• Supplied text:
··········
As every schoolboy knows — well, no, they don’t, but I’ve always wanted to begin a paragraph with that — Armistice Day commemorates the cessation of the Great War, so inaccurately dubbed the War to End All Wars by Woodrow Wilson, on November 11, 1918.
Armistice Day in these United States was established by Congressional resolution in 1926, as a day of ‘thanksgiving and prayer and exercises designed to perpetuate peace through good will and mutual understanding between nations.’ It was elevated to a national holiday in 1938, when perpetuating peace still seemed like a good idea to many members of Congress. Sixteen years and two wars later, this occasion for somber and pacific reflection was restyled ‘Veterans Day.’
After all, groused the American Legion and the Veterans of Foreign Wars, the two major vets’ organizations, World War One was ancient history, and millions of American men in the prime of their voting lives were veterans of the Second World War and the (undeclared) carnage in Korea. Didn’t they deserve a holiday? Not a single member of Congress objected to the appellative shift.
The 1954 name change was no mere cosmetic touch. Armistice Day, with its emphasis on peace and good will and solemn remembrance, had been replaced by a day to honor those who have worn the uniform of the United States armed forces. It was a celebration not of peace but of the military.
The US Chamber of Commerce and the travel industry, ever eager to pry open American wallets, further shook loose the day from its moorings when they persuaded Congress to pass the Uniform Holiday Act of 1968. This legislative atrocity uprooted Veterans Day, as well as Memorial Day, Columbus Day, and Washington’s Birthday, from their traditional dates of observance and moved them to that day of the week which, as the Mamas and Papas wisely warned, cannot be trusted. Over the surprisingly feeble objections of the American Legion and the VFW, Veterans Day was reposted to the fourth Monday in October.
··········
Extracted records
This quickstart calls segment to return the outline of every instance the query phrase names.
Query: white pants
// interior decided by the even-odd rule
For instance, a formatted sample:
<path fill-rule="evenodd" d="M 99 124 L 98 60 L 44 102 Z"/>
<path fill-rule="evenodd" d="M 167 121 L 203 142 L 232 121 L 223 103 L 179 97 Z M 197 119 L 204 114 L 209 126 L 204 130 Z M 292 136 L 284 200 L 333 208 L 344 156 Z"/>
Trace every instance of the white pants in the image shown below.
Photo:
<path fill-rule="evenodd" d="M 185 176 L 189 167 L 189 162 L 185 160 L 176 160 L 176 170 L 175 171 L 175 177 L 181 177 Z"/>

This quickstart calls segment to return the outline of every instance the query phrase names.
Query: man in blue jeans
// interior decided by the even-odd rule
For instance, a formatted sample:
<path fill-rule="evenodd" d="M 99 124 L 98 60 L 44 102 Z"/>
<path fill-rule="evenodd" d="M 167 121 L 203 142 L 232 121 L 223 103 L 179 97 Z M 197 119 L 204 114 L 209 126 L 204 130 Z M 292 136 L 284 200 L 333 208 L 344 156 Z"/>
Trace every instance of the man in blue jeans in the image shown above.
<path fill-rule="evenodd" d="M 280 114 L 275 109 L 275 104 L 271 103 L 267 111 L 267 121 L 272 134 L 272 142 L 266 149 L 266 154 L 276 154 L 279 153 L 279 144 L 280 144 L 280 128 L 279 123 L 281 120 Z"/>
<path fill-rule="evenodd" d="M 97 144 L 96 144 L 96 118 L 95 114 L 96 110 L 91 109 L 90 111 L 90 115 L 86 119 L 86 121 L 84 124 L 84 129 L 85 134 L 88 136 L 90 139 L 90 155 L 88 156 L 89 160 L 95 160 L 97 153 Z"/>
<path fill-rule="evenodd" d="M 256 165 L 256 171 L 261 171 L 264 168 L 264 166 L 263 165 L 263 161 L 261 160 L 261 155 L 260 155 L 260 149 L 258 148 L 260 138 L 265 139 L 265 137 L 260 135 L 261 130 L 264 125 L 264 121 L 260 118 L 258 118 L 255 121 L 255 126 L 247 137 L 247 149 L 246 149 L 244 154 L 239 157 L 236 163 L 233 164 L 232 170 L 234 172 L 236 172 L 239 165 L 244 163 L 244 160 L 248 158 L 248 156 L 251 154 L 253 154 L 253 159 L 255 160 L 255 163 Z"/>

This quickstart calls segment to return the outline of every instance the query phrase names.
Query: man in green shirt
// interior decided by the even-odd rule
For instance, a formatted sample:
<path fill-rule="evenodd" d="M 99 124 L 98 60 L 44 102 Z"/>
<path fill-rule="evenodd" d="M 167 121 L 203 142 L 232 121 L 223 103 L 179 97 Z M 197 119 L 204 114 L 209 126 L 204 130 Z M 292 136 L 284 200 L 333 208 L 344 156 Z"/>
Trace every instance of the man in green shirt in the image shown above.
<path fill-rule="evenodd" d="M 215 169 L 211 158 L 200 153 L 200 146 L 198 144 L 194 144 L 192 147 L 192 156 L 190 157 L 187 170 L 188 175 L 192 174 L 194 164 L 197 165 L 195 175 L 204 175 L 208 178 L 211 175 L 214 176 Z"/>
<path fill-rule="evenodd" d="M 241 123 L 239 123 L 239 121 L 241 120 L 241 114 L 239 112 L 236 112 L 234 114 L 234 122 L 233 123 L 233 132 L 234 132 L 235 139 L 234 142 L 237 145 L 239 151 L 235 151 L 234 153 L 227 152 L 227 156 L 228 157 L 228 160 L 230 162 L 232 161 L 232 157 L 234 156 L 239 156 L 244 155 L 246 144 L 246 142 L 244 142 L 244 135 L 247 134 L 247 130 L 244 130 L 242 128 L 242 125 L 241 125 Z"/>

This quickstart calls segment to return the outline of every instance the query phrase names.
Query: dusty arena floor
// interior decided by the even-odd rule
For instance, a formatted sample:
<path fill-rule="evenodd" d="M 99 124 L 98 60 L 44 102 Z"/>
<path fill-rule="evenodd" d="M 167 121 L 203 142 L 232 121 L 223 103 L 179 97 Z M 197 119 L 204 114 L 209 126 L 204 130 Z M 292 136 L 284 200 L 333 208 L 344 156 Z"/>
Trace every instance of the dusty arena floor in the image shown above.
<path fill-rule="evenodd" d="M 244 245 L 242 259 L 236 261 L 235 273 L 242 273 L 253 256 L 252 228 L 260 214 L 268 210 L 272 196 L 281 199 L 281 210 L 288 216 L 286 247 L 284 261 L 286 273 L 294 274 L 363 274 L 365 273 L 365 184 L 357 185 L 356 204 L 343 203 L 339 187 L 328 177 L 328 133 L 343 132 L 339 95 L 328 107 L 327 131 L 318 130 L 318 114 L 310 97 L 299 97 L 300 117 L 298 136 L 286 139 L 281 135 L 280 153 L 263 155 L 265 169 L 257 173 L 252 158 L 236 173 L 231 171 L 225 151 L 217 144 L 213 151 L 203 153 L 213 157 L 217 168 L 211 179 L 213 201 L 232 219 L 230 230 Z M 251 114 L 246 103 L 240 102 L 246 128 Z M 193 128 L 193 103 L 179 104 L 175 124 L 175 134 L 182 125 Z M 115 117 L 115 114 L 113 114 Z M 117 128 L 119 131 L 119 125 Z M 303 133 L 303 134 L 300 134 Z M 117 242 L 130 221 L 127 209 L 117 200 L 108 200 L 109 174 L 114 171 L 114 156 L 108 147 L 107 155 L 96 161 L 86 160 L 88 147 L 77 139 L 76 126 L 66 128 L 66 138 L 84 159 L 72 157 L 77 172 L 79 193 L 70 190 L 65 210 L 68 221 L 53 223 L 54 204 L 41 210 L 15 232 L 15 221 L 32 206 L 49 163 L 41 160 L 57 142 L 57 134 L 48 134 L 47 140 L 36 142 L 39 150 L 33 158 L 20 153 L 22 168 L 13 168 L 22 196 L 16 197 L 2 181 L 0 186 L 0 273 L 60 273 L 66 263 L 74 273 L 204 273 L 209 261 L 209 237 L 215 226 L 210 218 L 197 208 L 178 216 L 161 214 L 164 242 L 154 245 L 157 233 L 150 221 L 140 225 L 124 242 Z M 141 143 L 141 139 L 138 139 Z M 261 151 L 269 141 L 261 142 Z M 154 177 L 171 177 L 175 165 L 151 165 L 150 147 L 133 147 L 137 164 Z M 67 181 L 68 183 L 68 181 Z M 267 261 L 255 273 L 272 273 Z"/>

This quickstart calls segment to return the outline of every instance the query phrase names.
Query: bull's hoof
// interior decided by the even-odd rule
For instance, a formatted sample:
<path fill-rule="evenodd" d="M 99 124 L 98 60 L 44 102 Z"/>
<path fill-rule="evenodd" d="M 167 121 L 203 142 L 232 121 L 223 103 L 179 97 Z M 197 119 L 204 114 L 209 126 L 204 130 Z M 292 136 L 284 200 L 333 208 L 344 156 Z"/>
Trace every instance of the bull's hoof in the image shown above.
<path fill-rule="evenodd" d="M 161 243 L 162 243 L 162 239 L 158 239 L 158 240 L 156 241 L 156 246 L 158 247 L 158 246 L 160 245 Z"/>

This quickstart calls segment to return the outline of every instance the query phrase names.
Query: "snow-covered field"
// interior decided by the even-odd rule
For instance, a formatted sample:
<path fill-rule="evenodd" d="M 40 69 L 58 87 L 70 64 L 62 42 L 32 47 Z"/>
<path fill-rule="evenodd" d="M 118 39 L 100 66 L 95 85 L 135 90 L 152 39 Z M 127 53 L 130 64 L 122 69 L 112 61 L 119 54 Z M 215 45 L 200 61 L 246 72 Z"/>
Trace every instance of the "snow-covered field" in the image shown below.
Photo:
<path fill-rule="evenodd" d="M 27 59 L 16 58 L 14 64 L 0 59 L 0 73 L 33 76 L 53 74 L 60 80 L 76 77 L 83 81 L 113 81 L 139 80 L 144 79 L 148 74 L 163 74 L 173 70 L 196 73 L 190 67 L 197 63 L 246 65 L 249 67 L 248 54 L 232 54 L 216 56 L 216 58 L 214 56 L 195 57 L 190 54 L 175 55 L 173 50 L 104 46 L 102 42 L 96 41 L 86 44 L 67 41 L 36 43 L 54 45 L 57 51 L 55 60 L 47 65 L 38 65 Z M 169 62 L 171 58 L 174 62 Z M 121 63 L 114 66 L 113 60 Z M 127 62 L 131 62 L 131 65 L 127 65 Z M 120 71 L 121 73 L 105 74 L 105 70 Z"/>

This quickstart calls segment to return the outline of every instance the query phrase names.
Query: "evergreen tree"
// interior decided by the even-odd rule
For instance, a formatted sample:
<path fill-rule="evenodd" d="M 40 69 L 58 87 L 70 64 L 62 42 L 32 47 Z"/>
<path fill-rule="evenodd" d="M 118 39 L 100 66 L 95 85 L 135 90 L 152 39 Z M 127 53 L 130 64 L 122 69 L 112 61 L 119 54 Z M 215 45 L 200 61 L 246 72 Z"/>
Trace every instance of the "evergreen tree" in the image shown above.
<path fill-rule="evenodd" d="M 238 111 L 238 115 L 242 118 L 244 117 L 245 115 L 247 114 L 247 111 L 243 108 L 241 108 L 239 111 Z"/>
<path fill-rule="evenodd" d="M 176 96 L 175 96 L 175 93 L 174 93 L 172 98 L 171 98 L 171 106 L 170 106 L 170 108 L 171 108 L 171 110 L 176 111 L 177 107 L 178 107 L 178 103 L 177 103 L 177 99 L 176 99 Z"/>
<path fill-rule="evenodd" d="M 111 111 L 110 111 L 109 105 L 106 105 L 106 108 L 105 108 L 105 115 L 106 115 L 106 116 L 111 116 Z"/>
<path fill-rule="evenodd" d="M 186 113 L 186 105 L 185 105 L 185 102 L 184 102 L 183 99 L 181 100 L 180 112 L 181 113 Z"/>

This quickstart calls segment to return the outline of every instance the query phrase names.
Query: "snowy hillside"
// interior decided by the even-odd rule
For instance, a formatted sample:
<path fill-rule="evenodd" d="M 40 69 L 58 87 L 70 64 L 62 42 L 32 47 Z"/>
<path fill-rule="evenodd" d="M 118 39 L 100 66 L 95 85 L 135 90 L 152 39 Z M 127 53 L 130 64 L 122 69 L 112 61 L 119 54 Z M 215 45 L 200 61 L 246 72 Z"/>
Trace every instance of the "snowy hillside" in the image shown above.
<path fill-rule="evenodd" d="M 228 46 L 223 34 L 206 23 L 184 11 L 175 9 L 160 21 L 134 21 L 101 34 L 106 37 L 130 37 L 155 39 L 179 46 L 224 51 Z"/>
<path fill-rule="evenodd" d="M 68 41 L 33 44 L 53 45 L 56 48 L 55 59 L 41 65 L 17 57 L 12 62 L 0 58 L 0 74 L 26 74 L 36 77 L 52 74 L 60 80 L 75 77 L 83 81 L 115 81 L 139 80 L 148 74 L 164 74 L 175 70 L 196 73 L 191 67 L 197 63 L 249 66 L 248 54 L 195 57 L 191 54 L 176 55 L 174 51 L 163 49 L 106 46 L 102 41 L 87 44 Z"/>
··········
• Exercise details:
Summarize the text about Armistice Day in two sentences. These items were drawn from a separate source.

• Expected output:
Armistice Day, which marks the end of the Great War on November 11, 1918, was established by Congress in 1926 as a day for perpetuating peace and became a national holiday in 1938. In 1954 it was renamed Veterans Day, turning it into a celebration of the military rather than of peace, and the Uniform Holiday Act of 1968 moved it to the fourth Monday in October.